(Task inputs)

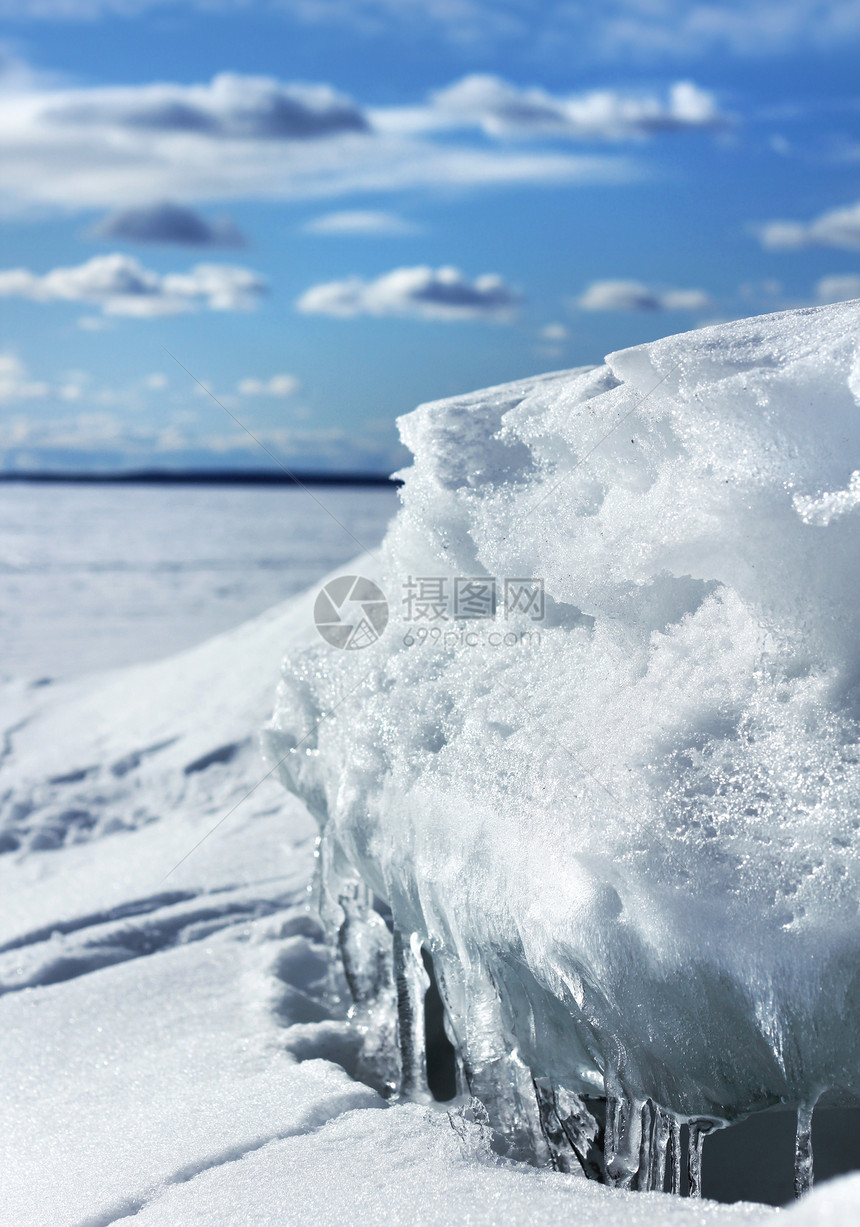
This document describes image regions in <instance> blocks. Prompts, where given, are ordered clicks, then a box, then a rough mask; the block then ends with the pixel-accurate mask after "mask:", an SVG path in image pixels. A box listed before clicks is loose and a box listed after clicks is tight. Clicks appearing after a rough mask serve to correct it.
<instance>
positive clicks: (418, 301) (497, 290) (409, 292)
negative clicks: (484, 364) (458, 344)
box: [296, 265, 519, 320]
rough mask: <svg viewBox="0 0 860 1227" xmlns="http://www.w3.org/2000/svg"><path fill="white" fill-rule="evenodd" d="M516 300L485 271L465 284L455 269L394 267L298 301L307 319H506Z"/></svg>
mask: <svg viewBox="0 0 860 1227" xmlns="http://www.w3.org/2000/svg"><path fill="white" fill-rule="evenodd" d="M518 301H519V296H518V294H516V293H515V292H514V291H513V290H510V288H509V287H508V286H507V285H505V283H504V281H503V280H502V277H499V276H497V275H496V274H492V272H488V274H485V275H483V276H481V277H477V279H476V280H475V281H469V279H467V277H464V275H463V274H461V272H460V270H459V269H453V267H443V269H431V267H427V266H424V265H421V266H418V267H413V269H394V270H393V271H391V272H386V274H385V275H384V276H382V277H377V280H375V281H363V280H362V279H361V277H348V279H346V280H344V281H329V282H326V283H324V285H319V286H312V288H310V290H307V291H305V292H304V293H303V294H302V297H301V298H299V299H298V302H297V304H296V306H297V307H298V309H299V310H301V312H304V313H305V314H308V315H336V317H340V318H342V319H348V318H352V317H355V315H413V317H417V318H420V319H447V320H454V319H481V318H483V319H496V320H499V319H507V318H509V317H510V314H512V312H513V308H514V307H515V306H516V303H518Z"/></svg>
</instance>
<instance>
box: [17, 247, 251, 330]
mask: <svg viewBox="0 0 860 1227" xmlns="http://www.w3.org/2000/svg"><path fill="white" fill-rule="evenodd" d="M266 290H267V286H266V281H265V279H264V277H261V276H260V274H259V272H254V271H253V270H250V269H242V267H238V266H236V265H228V264H198V265H195V266H194V267H193V269H190V270H189V272H168V274H164V275H162V274H157V272H152V271H151V270H148V269H145V267H144V266H142V265H141V264H140V263H139V261H137V260H135V259H134V258H132V256H130V255H123V254H120V253H118V252H117V253H114V254H112V255H97V256H93V259H92V260H87V261H86V263H85V264H79V265H76V266H74V267H65V269H63V267H61V269H52V271H50V272H45V274H37V272H31V271H29V269H5V270H0V298H28V299H31V301H32V302H40V303H55V302H67V303H88V304H94V306H97V307H101V309H102V312H103V313H104V314H106V315H132V317H136V318H137V319H152V318H156V317H159V315H177V314H180V313H184V312H196V310H201V309H209V310H250V309H253V308H254V307H255V306H256V303H258V301H259V298H260V297H261V296H263V294H264V293H266Z"/></svg>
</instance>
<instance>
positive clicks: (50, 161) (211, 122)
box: [0, 74, 640, 231]
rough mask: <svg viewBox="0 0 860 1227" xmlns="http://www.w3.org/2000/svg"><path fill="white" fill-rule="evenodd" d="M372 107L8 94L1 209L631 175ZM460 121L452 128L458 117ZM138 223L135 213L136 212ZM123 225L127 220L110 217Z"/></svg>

(End Task inputs)

-- Goal of the exercise --
Pick out each line in the rows above that contains the string "rough" and copy it. Letter case must match.

-- Answer section --
This document describes image regions in <instance> blocks. Prompts, where given, are ordered clicks, then a box, then a rough mask; the block then ends with the pixel-accurate mask after "mask:", an SVG path in image pixels. A box listed before clicks is loose and a box listed after clicks is tight. Clicks appearing after a rough mask serve to correct it.
rough mask: <svg viewBox="0 0 860 1227" xmlns="http://www.w3.org/2000/svg"><path fill="white" fill-rule="evenodd" d="M516 300L485 271L465 284L455 269L394 267L298 301L307 319H506Z"/></svg>
rough mask: <svg viewBox="0 0 860 1227" xmlns="http://www.w3.org/2000/svg"><path fill="white" fill-rule="evenodd" d="M372 107L8 94L1 209L631 175ZM460 121L452 128L458 117ZM138 223L135 213L136 212ZM123 225L127 220L110 217Z"/></svg>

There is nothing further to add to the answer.